> **TO DO**
Every line in the listing is to be echoed verbatim.
● ● ● ● ●
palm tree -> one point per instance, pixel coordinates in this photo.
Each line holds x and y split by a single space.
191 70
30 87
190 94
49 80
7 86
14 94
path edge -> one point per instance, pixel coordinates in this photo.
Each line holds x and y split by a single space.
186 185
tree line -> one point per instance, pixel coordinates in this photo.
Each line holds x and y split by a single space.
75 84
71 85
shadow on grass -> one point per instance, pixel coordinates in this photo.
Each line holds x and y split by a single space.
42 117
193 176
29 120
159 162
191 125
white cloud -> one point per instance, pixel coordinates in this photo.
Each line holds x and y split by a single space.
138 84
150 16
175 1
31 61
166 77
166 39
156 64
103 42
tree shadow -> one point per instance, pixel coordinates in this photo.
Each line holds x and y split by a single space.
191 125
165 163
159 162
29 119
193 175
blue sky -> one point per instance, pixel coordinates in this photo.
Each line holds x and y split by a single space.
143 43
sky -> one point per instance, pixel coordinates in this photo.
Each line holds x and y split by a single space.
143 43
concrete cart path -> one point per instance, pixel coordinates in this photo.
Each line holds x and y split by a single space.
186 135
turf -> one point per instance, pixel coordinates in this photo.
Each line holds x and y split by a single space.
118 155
● ● ● ● ●
> **SOLUTION TO THE PROBLEM**
palm tree -> one point per instance, pixel coordinates in this photo.
Each line holds x and y split by a single space.
191 70
30 87
190 94
49 80
7 86
14 94
path edge -> one point per instance, pixel coordinates in this photo.
Each line holds x and y split by a single space.
186 185
tree line -> one point per instance, pixel coordinates in this photo.
Each line holds x and y split by a single space.
75 84
71 85
shadow on grass -> one point per instance, pixel coordinates in this photo.
Each line holds x and y split by a single space.
42 117
193 176
29 120
159 162
191 125
white cloud -> one point per instance, pixel coordinates in this photo.
Each line holds x and y split by a single space.
138 84
150 16
175 1
31 61
166 77
166 39
156 64
103 42
tree shadow -> one point per instance, pixel coordinates in this photo.
Each line holds x and y split by a single space.
191 125
165 163
159 162
29 119
193 175
blue sky -> one point per instance, pixel coordinates in this photo.
Each line holds x and y split by a single space.
143 43
sky -> one point per instance, pixel coordinates in this photo.
Each line holds x and y split by a single space.
143 43
concrete cart path -> one point per instance, pixel coordinates in this photo.
Each line holds x and y split by a single space.
186 135
turf -> one point per instance, pixel coordinates in this photo.
Each line holds x and y split by a single space.
118 155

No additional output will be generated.